Task statement » What follows is a listing; give it again exactly, in its entirety.

[Location labeling records]
□ □ □ □

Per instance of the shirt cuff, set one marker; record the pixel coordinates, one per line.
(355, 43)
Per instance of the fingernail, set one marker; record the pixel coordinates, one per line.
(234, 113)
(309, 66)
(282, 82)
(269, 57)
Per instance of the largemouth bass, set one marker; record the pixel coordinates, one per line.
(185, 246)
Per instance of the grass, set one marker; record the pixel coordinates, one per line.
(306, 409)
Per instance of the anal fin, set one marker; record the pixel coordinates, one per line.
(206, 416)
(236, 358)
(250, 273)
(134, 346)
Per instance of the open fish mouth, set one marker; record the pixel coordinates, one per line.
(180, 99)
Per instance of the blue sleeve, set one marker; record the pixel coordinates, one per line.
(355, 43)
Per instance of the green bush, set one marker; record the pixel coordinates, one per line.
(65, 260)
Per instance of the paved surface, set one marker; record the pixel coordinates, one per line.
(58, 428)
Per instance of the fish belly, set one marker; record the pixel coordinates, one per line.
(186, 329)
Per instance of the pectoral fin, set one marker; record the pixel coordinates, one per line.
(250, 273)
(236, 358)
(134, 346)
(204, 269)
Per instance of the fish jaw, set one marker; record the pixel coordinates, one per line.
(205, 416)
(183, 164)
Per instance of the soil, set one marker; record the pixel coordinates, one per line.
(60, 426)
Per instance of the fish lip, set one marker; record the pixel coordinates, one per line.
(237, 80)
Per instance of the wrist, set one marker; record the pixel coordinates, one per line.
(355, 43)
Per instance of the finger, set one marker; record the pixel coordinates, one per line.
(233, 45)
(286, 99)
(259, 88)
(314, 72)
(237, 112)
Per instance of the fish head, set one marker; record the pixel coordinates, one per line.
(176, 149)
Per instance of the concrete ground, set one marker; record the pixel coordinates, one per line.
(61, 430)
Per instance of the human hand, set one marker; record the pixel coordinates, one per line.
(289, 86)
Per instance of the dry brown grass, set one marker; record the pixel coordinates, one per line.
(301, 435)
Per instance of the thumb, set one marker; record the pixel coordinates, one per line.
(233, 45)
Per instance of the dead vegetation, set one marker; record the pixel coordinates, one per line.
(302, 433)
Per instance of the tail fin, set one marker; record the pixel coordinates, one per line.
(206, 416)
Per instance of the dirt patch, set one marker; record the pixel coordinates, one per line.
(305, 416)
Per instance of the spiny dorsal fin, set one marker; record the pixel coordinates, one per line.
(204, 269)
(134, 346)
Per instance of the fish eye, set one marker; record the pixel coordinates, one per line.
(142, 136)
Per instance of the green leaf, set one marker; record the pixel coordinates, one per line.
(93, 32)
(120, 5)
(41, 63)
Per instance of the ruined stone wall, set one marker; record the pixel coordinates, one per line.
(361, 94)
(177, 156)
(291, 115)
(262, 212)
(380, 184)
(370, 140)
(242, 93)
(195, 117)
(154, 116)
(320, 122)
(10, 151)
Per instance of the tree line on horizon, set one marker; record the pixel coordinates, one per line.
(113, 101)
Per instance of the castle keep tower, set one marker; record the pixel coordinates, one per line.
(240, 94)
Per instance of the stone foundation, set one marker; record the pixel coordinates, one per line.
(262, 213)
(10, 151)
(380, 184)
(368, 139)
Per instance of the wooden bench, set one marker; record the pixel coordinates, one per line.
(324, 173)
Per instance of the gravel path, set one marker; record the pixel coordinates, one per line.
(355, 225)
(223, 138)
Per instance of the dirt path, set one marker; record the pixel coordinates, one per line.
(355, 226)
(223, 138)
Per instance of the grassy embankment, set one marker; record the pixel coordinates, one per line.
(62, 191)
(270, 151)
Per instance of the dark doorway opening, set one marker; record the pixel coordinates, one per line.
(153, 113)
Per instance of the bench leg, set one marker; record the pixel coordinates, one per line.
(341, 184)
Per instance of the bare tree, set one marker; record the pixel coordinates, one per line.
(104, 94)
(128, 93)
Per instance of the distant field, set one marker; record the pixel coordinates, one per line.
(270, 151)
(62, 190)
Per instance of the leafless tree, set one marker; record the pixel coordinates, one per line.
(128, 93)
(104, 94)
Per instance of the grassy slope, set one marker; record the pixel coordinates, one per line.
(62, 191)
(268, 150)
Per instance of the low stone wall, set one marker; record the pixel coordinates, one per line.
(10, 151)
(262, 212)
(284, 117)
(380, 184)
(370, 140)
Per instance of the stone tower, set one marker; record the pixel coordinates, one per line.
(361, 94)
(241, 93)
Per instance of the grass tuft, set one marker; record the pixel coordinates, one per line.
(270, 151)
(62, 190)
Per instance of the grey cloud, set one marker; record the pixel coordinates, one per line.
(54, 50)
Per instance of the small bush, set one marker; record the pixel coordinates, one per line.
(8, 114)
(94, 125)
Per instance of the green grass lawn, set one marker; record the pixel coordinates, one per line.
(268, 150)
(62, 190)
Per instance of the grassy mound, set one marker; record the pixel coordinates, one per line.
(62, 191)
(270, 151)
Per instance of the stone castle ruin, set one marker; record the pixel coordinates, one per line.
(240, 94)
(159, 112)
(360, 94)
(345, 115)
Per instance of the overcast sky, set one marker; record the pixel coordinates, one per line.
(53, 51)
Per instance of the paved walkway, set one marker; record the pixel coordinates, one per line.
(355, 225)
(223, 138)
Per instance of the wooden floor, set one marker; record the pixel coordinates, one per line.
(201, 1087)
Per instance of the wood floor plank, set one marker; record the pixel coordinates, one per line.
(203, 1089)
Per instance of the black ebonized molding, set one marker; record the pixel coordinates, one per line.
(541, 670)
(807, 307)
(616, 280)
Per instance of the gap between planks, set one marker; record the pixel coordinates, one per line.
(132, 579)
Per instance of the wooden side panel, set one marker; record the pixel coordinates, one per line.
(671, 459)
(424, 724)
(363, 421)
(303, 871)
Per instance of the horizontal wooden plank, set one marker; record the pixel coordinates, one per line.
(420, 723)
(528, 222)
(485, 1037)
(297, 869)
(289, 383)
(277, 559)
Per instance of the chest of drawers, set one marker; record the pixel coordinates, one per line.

□ □ □ □

Answer to this problem »
Per instance of the shirt cuff, set one marker; record the pixel coordinates, one per line.
(355, 43)
Per instance of the fingernail, set one marker; record the pixel coordinates, one per line.
(234, 113)
(309, 66)
(282, 82)
(269, 57)
Per instance of the largemouth bass, set one marker; record the pixel coordinates, one per line.
(185, 246)
Per instance of the grass, set one marker; record the pixel coordinates, one per line.
(306, 409)
Per instance of the anal fin, set one marker; record the pixel coordinates, one per line.
(206, 416)
(236, 358)
(250, 273)
(134, 346)
Per instance of the open fish mouth, set one marker; record the pixel coordinates, one per line.
(180, 99)
Per instance of the blue sleeve, set one marker; record the pixel coordinates, one per line.
(355, 43)
Per instance of the green bush, set one marker; record the pixel coordinates, one per line.
(65, 260)
Per instance of the paved surface, set one marker; record the pixel coordinates, one per line.
(58, 428)
Per instance of the fish belly, set one marker; record the pixel coordinates, one per line.
(186, 329)
Per instance of the pectoral fin, set one marker; record the pixel coordinates, one per line.
(250, 273)
(236, 358)
(134, 346)
(204, 269)
Per instance of the fish jaw, set one marker; record the pixel coordinates, one per line.
(205, 416)
(183, 164)
Per instance of the soil, set one marker; record the pixel coordinates, one per line.
(60, 426)
Per instance of the fish lip, set one marker; record the pixel coordinates, one per line.
(237, 80)
Per instance of the wrist, set one marker; record the pixel coordinates, one per line.
(355, 43)
Per instance of the finger, set one marker; record the pixel coordinates, one per line.
(233, 45)
(286, 99)
(259, 88)
(314, 72)
(237, 112)
Per instance of the fish head, set one marker; record the pixel coordinates, one per line.
(176, 149)
Per instance of the concrete ground, set one marker; record the pixel coordinates, one per line.
(61, 430)
Per instance of the human hand, set one marker; record the pixel coordinates, one per line.
(289, 86)
Per instance of the dry brown grass, set one marker; record the pixel coordinates, one per line.
(301, 435)
Per instance of the thumb, set one marker; record the pixel coordinates, one per line.
(233, 45)
Per instance of the dead vegetation, set one marker; record the pixel coordinates, one per line.
(302, 433)
Per instance of the tail fin, set one marker; record the pixel coordinates, one per line.
(206, 416)
Per instance of the dirt patch, set one marker; record the pixel coordinates, one per line.
(305, 416)
Per instance of the spiny dorsal fin, set one marker; record the pixel coordinates, one per line.
(204, 269)
(134, 346)
Per instance of the fish eye, set one marker; record the pixel coordinates, one per line.
(142, 136)
Per instance of the green leaf, set one marker; record the pixel coordinates, one per line.
(93, 32)
(120, 5)
(41, 63)
Per instance of the ruined stone wall, set one marker; record the pixel coordinates, one per line.
(361, 94)
(177, 156)
(291, 115)
(262, 212)
(380, 184)
(370, 140)
(242, 93)
(195, 117)
(154, 116)
(320, 122)
(10, 151)
Per instance of the tree line on horizon, set one marker; record the pixel coordinates, one per line.
(113, 101)
Per instance of the castle keep tower, set one marker; record the pixel coordinates, one per line.
(240, 94)
Per instance of the stone foundation, set one marker; record the pixel coordinates, one per line.
(262, 213)
(10, 151)
(380, 184)
(368, 139)
Per instance of the wooden bench, set one marker; record the pixel coordinates, one per line.
(324, 173)
Per instance of the gravel path, set one marker; record the pixel coordinates, one per line.
(355, 225)
(223, 138)
Per instance of the dirt path, set one marker; record the pixel coordinates, one per line.
(355, 226)
(223, 138)
Per instance of the grassy embankment, set one marker; record the pixel coordinates, one per line.
(62, 191)
(270, 151)
Per instance of the dark doorway opening, set one marker; record the pixel coordinates, one per line.
(153, 113)
Per instance of the bench leg, set one marker; record the pixel coordinates, one per line.
(341, 184)
Per instance of the bare tree, set one marker; record the pixel coordinates, one per line.
(104, 94)
(128, 93)
Per instance of the distant field, set one marker; record the pixel coordinates, one per line.
(270, 151)
(62, 190)
Per instance of the leafless tree, set one marker; record the pixel coordinates, one per line.
(128, 93)
(104, 94)
Per instance of the grassy slope, set one marker; record the pixel coordinates, one per line.
(62, 191)
(268, 150)
Per instance of the low stone wall, set one marker; record the pixel coordinates, one per line.
(10, 151)
(262, 212)
(284, 117)
(380, 184)
(370, 140)
Per instance of the stone tower, set one marker; record the pixel coordinates, one per line.
(361, 94)
(241, 93)
Per instance of the grass tuft, set one marker; record the pixel coordinates, one per line.
(270, 151)
(62, 190)
Per instance of the grey cloud, set one marker; record the pixel coordinates, one per line.
(54, 50)
Per instance of the small bush, set one marker; record the pixel coordinates, one per line.
(8, 114)
(94, 125)
Per instance of the green grass lawn, set one marker; record the pixel coordinates, one per line.
(268, 150)
(62, 190)
Per instance of the grassy mound, set one marker; record the pixel coordinates, one per line.
(62, 191)
(270, 151)
Per instance of the stone castle ruin, set one marker; record the pixel coordinates, one per line.
(240, 94)
(159, 112)
(360, 94)
(345, 115)
Per instance of the overcast sky, set one marker; record the pixel coordinates, one per line.
(53, 51)
Per instance of the paved walkway, set one marker; record the pixel coordinates, one per line.
(355, 225)
(223, 138)
Per instance of the wooden floor, set one marker; record the pixel coordinates, one per line.
(201, 1087)
Per instance of the wood floor plank, set one marker; record the pixel coordinates, one per line.
(203, 1089)
Per instance of the black ebonized molding, set one marker; record the pixel coordinates, one per line.
(541, 670)
(807, 307)
(616, 280)
Per instance of the gap between planks, set one marker; record the pixel coordinates, one per line.
(132, 579)
Per instance of the wooden side panel, set one marker; record the pixel coordinates, one per line.
(671, 459)
(424, 724)
(363, 421)
(303, 871)
Per instance of the horizontal wooden plank, set one marker; record the pixel coordinates, one per line.
(420, 723)
(528, 222)
(485, 1037)
(297, 869)
(289, 383)
(277, 559)
Per instance of the chest of drawers, set one marker; record the pixel coordinates, one per line.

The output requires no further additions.